**EXERCISE OBJECTIVE**
Where does the string "below" occur in the records? Copy each line that holds it.
________________
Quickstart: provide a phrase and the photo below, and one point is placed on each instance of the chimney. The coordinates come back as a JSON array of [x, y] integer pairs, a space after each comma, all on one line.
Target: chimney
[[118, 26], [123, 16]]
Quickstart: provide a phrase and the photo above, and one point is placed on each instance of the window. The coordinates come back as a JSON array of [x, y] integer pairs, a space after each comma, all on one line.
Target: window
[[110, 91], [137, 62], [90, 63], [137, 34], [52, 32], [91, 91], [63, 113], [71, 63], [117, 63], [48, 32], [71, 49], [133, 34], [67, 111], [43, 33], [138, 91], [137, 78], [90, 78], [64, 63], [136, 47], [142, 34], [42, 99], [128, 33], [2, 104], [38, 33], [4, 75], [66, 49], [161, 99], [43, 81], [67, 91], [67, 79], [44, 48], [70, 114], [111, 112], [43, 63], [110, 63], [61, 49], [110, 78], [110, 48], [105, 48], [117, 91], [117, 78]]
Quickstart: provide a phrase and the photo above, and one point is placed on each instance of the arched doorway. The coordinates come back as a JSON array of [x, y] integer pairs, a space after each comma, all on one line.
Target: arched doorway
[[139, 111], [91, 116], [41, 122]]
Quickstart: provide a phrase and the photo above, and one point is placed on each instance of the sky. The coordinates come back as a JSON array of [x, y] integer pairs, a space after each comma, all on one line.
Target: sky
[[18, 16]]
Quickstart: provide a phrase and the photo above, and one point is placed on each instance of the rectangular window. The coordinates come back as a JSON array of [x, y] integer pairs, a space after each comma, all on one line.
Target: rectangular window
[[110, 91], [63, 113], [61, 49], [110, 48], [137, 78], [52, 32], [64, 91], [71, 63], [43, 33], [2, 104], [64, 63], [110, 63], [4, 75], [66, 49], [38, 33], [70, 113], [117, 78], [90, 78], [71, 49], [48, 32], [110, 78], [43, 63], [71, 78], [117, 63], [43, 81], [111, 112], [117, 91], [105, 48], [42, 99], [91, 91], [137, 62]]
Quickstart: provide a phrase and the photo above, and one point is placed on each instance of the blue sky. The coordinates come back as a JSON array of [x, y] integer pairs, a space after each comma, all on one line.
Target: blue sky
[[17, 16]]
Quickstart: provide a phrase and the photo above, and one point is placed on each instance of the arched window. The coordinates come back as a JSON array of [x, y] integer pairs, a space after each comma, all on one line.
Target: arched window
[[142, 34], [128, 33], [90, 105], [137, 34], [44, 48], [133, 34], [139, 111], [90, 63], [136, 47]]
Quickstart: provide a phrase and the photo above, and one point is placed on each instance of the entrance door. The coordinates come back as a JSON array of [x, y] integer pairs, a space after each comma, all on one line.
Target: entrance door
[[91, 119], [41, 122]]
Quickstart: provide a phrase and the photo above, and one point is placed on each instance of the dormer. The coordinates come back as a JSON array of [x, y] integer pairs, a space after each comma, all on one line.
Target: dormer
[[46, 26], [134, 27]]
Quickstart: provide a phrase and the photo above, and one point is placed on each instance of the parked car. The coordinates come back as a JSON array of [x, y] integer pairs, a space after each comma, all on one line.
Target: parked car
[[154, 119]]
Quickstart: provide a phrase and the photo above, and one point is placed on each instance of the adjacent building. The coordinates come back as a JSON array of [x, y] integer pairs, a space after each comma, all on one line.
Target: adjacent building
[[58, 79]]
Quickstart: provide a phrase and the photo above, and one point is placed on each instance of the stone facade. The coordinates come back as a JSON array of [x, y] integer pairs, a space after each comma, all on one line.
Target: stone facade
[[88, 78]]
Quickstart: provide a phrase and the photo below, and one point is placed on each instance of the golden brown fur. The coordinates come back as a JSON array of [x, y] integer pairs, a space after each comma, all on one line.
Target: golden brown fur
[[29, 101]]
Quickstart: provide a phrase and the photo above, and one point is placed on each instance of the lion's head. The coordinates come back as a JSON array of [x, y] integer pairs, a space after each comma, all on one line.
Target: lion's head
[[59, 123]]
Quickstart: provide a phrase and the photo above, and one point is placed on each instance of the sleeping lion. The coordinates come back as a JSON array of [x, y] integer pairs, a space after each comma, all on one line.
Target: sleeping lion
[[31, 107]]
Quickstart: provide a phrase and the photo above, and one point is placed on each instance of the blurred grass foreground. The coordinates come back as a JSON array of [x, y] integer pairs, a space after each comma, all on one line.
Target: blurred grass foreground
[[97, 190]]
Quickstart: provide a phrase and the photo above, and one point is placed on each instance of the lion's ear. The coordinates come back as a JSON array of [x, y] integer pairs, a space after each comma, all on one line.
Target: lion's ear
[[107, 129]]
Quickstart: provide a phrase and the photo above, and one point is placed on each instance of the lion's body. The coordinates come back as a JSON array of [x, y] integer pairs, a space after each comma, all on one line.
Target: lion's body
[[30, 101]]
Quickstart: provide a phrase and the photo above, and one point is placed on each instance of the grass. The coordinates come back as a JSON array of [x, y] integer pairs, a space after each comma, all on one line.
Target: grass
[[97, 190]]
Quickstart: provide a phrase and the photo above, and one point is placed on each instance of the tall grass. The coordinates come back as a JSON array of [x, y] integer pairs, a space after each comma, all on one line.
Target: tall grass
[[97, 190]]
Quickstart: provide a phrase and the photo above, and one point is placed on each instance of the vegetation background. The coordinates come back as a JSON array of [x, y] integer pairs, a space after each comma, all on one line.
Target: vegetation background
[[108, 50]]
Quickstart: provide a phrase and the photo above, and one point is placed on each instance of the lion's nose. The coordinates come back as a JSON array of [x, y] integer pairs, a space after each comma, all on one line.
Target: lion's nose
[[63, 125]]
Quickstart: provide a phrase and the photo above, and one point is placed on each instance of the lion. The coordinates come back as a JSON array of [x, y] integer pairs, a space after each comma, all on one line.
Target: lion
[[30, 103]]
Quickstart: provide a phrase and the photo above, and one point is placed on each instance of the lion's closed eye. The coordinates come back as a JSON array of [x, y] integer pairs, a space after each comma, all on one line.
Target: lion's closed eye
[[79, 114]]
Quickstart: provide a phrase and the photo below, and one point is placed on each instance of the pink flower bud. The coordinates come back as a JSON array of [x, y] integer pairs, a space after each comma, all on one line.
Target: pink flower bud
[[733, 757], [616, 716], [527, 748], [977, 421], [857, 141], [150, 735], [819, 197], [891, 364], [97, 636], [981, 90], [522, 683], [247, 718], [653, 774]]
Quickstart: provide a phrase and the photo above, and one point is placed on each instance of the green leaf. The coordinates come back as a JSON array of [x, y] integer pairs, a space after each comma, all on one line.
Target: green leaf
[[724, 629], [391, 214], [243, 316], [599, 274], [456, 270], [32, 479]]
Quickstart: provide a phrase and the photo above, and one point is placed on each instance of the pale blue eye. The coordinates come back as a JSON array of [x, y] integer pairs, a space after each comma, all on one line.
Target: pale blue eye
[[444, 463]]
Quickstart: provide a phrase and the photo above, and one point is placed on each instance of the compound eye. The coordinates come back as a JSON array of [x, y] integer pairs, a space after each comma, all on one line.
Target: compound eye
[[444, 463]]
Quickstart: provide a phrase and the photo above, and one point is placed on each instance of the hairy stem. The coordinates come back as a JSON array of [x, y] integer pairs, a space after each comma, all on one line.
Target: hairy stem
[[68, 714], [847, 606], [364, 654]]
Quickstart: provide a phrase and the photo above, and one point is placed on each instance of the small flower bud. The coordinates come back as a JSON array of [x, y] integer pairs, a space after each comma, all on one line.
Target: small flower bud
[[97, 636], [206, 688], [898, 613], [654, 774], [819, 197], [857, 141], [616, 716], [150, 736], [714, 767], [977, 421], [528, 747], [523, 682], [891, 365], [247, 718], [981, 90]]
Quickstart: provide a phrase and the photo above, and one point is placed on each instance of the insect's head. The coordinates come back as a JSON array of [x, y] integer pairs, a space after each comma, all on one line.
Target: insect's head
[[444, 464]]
________________
**ANSWER**
Quickstart: provide a phrase and the photo below, and one point is placed on each instance of the chimney. The coordinates come back as a JSON array of [x, y] integer pairs, a space after each comma, all on one line.
Quickstart: provide a phrase and the photo below, and one point is placed on each instance of the golden brown fur. The coordinates come back as a JSON array of [x, y] integer pairs, a space after each comma, all on one line.
Quickstart: provide a phrase and the photo below, and one point is placed on each instance of the pink flower bud. The coordinates come back as a JSON array of [x, y] integer pairs, a space after each comma, all on one line.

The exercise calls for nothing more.